• Objective:
Extract, exactly as written, the line that contains "the white ceramic" and all lines after it through the end of the records. Omit pictures.

===== Given information

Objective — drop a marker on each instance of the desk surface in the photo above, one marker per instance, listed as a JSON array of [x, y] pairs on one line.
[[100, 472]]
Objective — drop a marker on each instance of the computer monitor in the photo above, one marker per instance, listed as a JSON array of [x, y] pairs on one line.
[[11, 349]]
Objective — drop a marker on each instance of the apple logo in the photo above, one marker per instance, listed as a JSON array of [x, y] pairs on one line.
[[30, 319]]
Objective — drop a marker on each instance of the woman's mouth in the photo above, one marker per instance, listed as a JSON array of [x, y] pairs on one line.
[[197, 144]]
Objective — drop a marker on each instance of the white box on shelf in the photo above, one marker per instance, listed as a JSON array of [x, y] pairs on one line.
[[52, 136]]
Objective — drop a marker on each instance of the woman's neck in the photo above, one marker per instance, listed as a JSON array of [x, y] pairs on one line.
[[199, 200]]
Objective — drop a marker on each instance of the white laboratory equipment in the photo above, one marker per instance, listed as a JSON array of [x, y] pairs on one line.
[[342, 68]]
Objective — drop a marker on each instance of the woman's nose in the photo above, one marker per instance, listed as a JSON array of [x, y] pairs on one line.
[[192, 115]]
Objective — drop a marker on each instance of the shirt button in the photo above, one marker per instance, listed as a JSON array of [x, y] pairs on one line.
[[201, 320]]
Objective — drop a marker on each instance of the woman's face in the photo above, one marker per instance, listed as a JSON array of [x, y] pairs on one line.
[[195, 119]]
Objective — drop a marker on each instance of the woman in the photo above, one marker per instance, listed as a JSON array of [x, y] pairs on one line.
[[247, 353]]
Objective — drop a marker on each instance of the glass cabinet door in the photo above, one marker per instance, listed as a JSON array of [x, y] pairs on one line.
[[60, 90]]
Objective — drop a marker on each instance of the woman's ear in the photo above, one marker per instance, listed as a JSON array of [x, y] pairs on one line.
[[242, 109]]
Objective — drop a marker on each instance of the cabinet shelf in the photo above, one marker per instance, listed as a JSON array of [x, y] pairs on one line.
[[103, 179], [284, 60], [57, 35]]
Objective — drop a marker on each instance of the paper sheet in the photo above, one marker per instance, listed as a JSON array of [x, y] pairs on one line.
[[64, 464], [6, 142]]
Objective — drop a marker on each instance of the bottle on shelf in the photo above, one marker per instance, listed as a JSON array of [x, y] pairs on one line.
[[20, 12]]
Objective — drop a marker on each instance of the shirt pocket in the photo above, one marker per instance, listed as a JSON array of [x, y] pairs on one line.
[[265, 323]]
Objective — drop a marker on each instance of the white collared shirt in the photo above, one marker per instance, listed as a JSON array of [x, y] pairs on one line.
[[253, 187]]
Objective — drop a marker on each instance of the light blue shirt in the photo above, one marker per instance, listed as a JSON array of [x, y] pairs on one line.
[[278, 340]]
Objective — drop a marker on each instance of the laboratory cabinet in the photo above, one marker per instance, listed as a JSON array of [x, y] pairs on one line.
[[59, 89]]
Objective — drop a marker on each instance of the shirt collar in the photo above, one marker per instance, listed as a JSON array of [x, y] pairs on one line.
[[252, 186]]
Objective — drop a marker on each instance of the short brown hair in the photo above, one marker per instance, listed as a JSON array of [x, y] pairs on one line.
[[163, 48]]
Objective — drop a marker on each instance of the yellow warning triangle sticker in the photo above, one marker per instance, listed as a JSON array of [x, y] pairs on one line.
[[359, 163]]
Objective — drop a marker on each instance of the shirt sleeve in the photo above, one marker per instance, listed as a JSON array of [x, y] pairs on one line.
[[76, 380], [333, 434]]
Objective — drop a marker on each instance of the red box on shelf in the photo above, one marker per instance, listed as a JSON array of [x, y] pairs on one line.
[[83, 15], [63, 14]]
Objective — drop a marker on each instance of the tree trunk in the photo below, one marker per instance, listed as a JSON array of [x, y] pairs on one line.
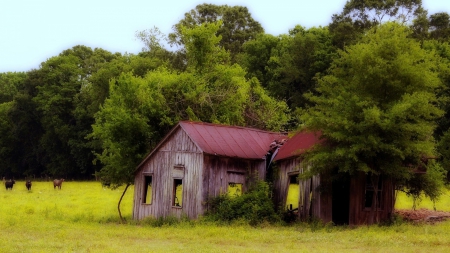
[[373, 216], [120, 200]]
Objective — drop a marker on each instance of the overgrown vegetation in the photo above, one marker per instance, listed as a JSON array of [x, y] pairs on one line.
[[254, 206]]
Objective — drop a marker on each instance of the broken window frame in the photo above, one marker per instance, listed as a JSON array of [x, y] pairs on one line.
[[238, 192], [177, 202], [145, 193], [290, 176]]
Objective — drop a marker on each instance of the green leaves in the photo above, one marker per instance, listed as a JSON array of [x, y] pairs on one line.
[[377, 107]]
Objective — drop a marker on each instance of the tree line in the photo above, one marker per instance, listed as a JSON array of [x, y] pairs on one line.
[[379, 67]]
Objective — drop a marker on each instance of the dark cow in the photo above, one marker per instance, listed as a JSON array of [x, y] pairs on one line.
[[28, 184], [57, 182], [9, 184]]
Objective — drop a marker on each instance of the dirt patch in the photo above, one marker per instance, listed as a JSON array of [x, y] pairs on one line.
[[423, 215]]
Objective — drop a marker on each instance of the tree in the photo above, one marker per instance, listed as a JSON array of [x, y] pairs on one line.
[[236, 28], [360, 15], [141, 110], [440, 26], [295, 63], [256, 54], [10, 83], [376, 109]]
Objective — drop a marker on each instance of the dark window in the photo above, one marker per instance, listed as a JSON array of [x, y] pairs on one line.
[[147, 198], [177, 192], [369, 190]]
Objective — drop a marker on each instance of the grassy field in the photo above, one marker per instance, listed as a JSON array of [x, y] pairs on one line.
[[82, 217]]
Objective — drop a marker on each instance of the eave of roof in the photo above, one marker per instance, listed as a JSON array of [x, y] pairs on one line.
[[298, 144], [224, 140]]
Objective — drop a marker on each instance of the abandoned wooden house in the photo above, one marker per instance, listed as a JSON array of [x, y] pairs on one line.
[[344, 200], [196, 161]]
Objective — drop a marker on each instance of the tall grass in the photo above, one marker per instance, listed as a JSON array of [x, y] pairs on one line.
[[405, 202], [82, 217]]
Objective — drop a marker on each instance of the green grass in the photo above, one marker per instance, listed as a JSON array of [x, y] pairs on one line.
[[404, 202], [82, 217]]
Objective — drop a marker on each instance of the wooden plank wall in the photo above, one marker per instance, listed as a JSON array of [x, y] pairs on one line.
[[219, 171], [178, 150]]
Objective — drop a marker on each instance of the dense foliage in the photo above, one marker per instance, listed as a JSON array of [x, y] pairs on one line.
[[254, 206]]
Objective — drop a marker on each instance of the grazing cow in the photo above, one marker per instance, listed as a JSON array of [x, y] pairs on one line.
[[9, 184], [57, 182], [28, 184]]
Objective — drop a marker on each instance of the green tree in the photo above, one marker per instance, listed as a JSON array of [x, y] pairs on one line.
[[297, 61], [141, 110], [236, 28], [10, 84], [256, 54], [360, 15], [376, 108], [440, 26]]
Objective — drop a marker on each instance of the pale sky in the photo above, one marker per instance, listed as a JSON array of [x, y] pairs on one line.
[[31, 31]]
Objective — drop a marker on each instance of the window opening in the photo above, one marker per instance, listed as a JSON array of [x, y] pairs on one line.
[[147, 199], [177, 192], [293, 193], [234, 189]]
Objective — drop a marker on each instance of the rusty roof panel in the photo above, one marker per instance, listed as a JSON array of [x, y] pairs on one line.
[[297, 144], [230, 141]]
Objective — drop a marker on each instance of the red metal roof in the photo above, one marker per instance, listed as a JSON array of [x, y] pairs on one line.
[[297, 144], [230, 141]]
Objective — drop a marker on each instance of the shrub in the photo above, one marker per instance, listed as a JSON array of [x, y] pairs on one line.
[[254, 206]]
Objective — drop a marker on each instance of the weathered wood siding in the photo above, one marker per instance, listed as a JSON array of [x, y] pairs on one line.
[[358, 213], [220, 171], [178, 157], [311, 203]]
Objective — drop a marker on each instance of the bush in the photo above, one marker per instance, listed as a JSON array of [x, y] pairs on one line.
[[254, 206]]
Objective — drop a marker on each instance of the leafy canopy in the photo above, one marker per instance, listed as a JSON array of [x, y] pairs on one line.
[[377, 107]]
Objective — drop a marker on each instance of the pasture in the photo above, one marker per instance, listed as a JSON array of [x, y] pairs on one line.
[[82, 217]]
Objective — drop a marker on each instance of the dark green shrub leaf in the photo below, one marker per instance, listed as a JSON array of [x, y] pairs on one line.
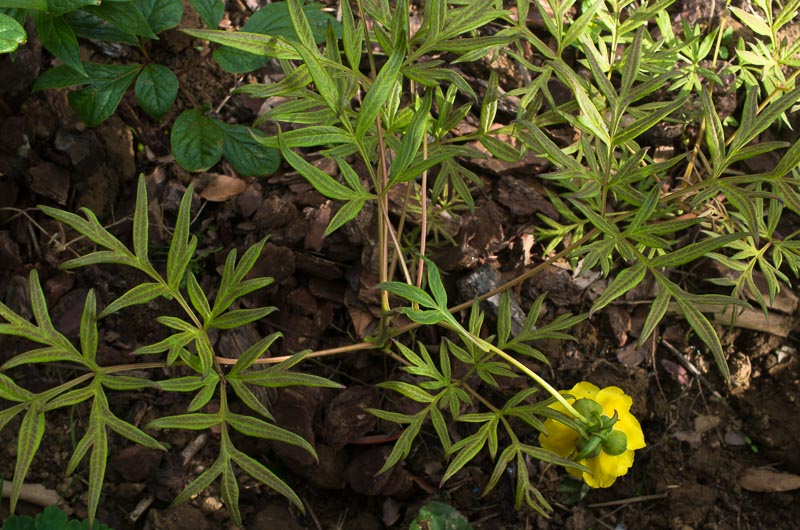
[[60, 77], [196, 141], [59, 39], [62, 7], [98, 101], [161, 15], [12, 34], [90, 26], [247, 156], [125, 16], [40, 5], [156, 89]]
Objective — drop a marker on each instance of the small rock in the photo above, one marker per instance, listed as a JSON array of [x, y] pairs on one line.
[[183, 517], [276, 516]]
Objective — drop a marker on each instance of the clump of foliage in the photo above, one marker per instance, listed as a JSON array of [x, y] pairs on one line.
[[622, 211]]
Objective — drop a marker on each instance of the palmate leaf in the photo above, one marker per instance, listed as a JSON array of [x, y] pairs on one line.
[[88, 327], [230, 493], [194, 421], [257, 428], [402, 447], [11, 391], [239, 317], [97, 471], [201, 399], [705, 331], [249, 398], [44, 355], [140, 294], [252, 354], [203, 481], [409, 292], [89, 227], [183, 244], [624, 282], [259, 472], [378, 93], [467, 448], [30, 435], [410, 391]]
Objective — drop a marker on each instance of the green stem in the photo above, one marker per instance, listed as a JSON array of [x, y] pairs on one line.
[[527, 371]]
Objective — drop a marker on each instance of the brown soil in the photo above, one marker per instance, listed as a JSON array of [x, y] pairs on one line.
[[714, 451]]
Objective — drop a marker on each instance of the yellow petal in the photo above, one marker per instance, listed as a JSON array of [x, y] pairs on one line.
[[612, 399], [606, 468], [559, 439], [633, 431]]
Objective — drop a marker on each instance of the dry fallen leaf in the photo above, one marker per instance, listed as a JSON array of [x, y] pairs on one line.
[[765, 480], [222, 187], [705, 423]]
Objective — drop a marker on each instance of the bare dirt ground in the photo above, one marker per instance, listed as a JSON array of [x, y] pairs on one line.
[[718, 456]]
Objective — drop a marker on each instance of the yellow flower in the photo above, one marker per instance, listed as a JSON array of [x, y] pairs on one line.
[[605, 467]]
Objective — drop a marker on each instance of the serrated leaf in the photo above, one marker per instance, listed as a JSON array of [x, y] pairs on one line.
[[657, 311], [409, 292], [322, 182], [239, 317], [624, 282], [59, 39], [402, 447], [274, 379], [467, 449], [30, 435], [176, 323], [410, 391], [347, 212], [193, 421], [81, 448], [694, 251], [126, 383], [754, 22], [196, 141], [182, 246], [705, 331], [254, 427], [70, 398], [249, 398], [40, 5], [379, 91], [188, 383], [205, 394], [43, 355], [12, 34], [230, 493], [11, 391], [253, 353], [257, 470], [262, 45], [247, 155], [211, 12], [715, 135], [156, 89], [132, 433], [198, 297]]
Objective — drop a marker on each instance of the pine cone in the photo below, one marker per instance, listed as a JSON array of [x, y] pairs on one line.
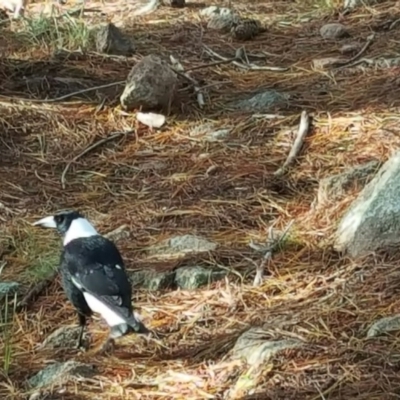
[[246, 29]]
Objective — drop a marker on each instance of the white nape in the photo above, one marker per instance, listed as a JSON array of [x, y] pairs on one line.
[[79, 228], [97, 306]]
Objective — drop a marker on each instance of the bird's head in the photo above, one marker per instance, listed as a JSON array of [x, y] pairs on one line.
[[69, 224]]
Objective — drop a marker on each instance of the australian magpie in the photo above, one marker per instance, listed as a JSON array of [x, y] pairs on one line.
[[93, 275]]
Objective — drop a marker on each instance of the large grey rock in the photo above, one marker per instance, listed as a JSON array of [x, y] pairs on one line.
[[334, 187], [181, 245], [153, 280], [193, 277], [151, 84], [373, 220], [384, 325], [8, 289], [333, 31], [61, 372], [256, 348], [358, 3], [209, 132], [111, 40], [63, 337]]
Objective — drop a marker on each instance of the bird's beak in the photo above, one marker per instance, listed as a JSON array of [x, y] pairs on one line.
[[47, 222]]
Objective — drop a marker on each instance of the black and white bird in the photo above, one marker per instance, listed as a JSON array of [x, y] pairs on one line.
[[93, 276]]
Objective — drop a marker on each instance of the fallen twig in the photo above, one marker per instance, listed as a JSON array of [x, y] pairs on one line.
[[178, 68], [67, 96], [242, 65], [339, 64], [35, 290], [298, 143], [268, 249], [88, 149]]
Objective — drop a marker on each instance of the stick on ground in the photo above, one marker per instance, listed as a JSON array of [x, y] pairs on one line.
[[304, 127], [178, 68], [90, 148]]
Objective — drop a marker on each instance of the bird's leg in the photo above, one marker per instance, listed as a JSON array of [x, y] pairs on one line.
[[82, 324], [108, 346]]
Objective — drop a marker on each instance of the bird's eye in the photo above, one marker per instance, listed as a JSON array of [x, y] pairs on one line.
[[59, 219]]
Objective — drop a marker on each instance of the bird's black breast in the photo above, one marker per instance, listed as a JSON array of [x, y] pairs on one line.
[[96, 264]]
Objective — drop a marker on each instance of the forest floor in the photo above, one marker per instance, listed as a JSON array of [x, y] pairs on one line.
[[165, 182]]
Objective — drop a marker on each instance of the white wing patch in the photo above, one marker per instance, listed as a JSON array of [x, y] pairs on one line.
[[79, 228], [97, 306], [75, 282]]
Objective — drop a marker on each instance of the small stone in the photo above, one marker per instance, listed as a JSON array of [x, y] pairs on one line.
[[350, 48], [246, 29], [336, 186], [261, 102], [153, 280], [255, 347], [181, 245], [110, 40], [220, 18], [333, 31], [193, 277], [384, 325], [61, 372], [8, 289], [321, 63], [175, 3], [63, 337], [151, 84]]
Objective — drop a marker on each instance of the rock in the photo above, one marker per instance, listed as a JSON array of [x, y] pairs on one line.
[[333, 31], [262, 101], [384, 325], [321, 63], [246, 29], [181, 245], [110, 40], [255, 347], [175, 3], [350, 48], [8, 289], [193, 277], [358, 3], [373, 220], [153, 280], [220, 18], [209, 133], [150, 84], [61, 372], [63, 337], [334, 187]]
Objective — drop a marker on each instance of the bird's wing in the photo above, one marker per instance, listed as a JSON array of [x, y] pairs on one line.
[[109, 284]]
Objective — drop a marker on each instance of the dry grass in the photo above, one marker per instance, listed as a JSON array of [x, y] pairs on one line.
[[156, 183]]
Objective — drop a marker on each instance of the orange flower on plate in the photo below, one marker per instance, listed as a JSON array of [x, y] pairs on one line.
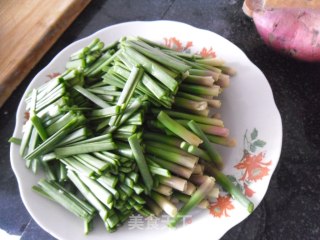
[[207, 52], [248, 191], [254, 167], [219, 208]]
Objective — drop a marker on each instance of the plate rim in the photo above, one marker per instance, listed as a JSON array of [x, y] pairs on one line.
[[108, 28]]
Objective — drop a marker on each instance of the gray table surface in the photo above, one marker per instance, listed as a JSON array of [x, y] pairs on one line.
[[291, 207]]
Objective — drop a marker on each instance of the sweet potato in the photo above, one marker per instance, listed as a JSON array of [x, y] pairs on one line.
[[294, 31]]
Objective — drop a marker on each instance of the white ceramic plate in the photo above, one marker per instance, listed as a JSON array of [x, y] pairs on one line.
[[248, 110]]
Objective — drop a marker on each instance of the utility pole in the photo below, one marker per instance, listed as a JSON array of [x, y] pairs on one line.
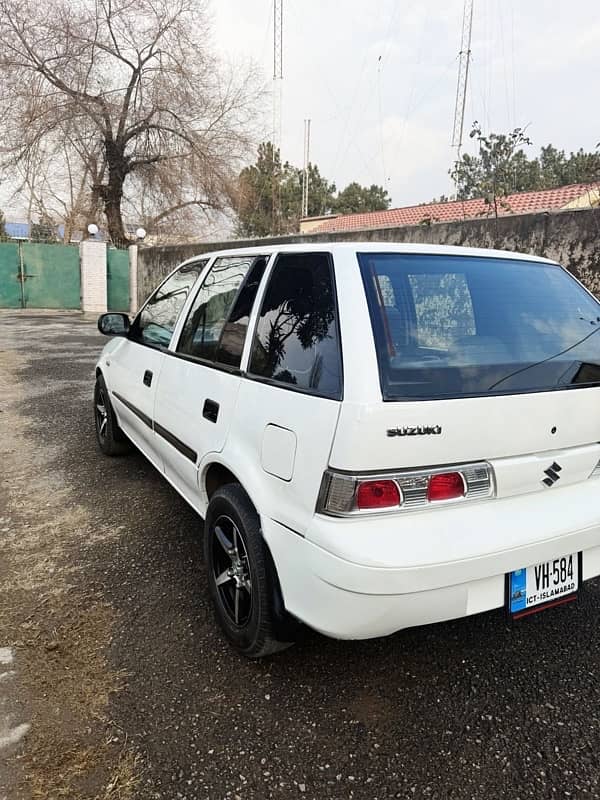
[[464, 57], [305, 172], [277, 103]]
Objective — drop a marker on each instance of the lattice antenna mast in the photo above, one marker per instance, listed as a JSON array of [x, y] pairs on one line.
[[463, 76], [277, 101], [305, 184]]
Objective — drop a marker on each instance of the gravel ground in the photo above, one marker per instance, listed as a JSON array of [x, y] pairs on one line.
[[159, 704]]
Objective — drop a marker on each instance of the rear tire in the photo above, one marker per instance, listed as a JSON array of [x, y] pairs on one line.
[[241, 581], [111, 439]]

==========

• Answer to this exercise:
Objective — drop a marker on each instance of the white ceramic plate in the photo above, one marker per instance, listed as a JSON array of [x, y] pairs on one line.
[[248, 110]]
Objective — drop a marker on each instance of the utility pole in the photo below, one marker per instance, listed as a JSON array of [x, y] pairs on one line.
[[464, 57], [305, 172], [277, 103]]
Objective — drop a marker on each instance of the lattice antenna mast in the photo above, one marker per instance, listed as a JSON array of [x, y] pairs on one line.
[[463, 76], [277, 101], [305, 184]]
Objective — drop a marker on each instance of the gravel ground in the photo above, one marker per instance, listed as a JSON array of [x, y] pairs on one line.
[[159, 704]]
Objective — drop a marker on each instance of the rear tire in the photo above, one marker per instance, listed as a JSON array of [x, y] pairs on one line.
[[241, 581], [111, 439]]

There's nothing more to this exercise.